Rewrite every line from the start of the items through the line with "[108,1,399,401]", both included, and shift each bounding-box coordinate in the answers up by 68. Leave the pictures out.
─── The input
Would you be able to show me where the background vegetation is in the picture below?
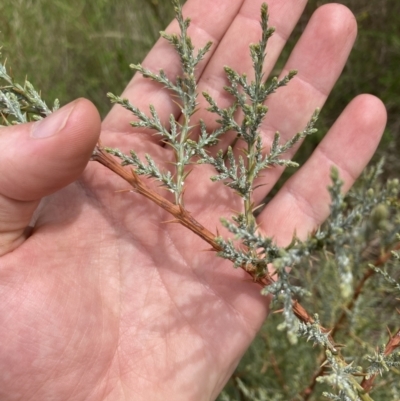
[0,0,400,400]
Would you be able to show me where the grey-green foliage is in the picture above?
[0,54,59,125]
[219,161,400,401]
[0,2,400,400]
[108,1,399,401]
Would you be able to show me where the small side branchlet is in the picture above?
[0,53,60,125]
[0,0,400,401]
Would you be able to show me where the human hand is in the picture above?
[0,0,386,401]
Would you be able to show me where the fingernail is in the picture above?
[31,101,76,138]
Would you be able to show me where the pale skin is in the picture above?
[0,0,386,401]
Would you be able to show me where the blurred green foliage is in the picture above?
[0,0,400,400]
[0,0,173,115]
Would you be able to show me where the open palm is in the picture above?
[0,0,386,401]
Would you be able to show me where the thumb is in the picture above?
[0,99,100,256]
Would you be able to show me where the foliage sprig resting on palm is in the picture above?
[93,1,398,400]
[105,2,318,279]
[0,1,400,401]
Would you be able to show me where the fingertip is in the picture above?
[0,99,101,201]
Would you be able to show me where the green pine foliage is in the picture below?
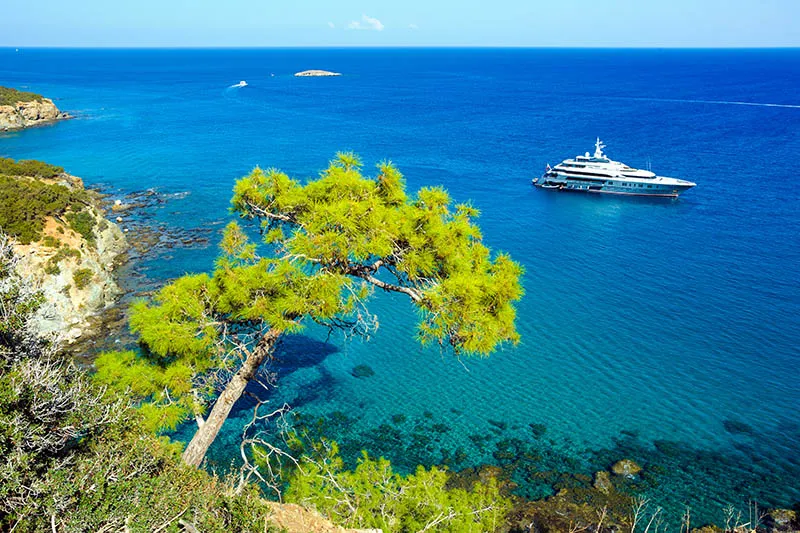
[285,443,512,533]
[0,233,282,532]
[96,154,523,448]
[0,86,42,105]
[233,154,522,355]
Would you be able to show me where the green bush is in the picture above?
[0,173,87,244]
[0,242,282,533]
[72,268,94,290]
[0,87,42,105]
[44,247,81,276]
[67,211,97,244]
[285,443,511,533]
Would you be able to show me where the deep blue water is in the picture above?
[0,49,800,519]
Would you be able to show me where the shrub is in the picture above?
[72,268,94,290]
[67,211,97,244]
[0,170,88,244]
[286,443,511,533]
[44,247,81,276]
[0,87,42,105]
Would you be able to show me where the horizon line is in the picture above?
[0,44,800,50]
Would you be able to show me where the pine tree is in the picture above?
[96,153,523,465]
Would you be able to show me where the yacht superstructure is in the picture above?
[533,138,696,198]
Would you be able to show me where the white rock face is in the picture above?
[0,98,69,131]
[15,177,127,343]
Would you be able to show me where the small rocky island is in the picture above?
[0,86,70,131]
[295,70,342,78]
[0,158,127,343]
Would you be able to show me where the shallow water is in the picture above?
[0,49,800,520]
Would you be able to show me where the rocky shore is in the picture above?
[9,174,127,343]
[0,98,70,131]
[0,87,70,131]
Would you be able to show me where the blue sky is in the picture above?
[0,0,800,47]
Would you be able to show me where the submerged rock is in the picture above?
[350,365,375,378]
[592,470,614,494]
[611,459,642,477]
[764,509,800,533]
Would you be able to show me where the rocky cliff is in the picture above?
[9,174,127,343]
[0,98,69,131]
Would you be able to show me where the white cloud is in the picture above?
[347,15,384,31]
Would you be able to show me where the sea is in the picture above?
[0,48,800,525]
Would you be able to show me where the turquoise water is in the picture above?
[0,49,800,520]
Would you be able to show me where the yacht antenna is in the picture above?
[594,137,606,159]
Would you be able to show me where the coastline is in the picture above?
[1,47,800,528]
[0,98,73,132]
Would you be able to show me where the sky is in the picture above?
[0,0,800,47]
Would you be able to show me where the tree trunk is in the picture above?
[183,329,280,466]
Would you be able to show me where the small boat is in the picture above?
[533,137,697,198]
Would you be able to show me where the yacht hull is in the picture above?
[533,178,694,198]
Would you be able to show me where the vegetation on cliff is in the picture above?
[0,158,94,244]
[0,235,282,531]
[0,86,42,105]
[285,442,511,533]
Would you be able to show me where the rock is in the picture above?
[611,459,642,477]
[295,70,342,78]
[14,176,128,344]
[593,470,614,494]
[0,98,70,131]
[350,365,375,378]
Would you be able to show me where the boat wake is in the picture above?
[610,96,800,109]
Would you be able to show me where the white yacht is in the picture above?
[533,137,696,198]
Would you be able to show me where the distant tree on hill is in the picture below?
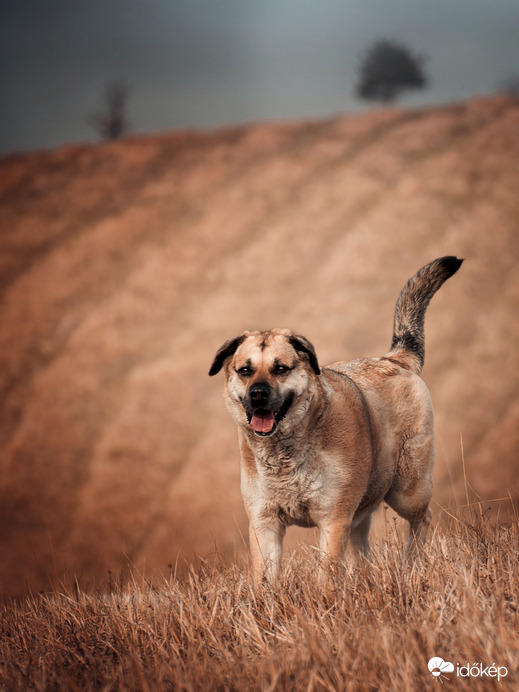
[355,40,427,103]
[89,82,129,139]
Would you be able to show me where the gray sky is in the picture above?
[0,0,519,152]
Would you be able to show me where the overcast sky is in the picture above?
[0,0,519,152]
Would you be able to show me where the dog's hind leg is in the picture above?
[384,482,432,557]
[350,512,371,557]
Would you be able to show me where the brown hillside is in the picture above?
──────
Full answer:
Would you be able to show me where the background vegetation is in the picture below?
[68,68,468,468]
Would you be able to show me where the grey-green foliage is in the picture above?
[68,122,127,193]
[287,229,468,469]
[68,70,468,468]
[176,69,467,469]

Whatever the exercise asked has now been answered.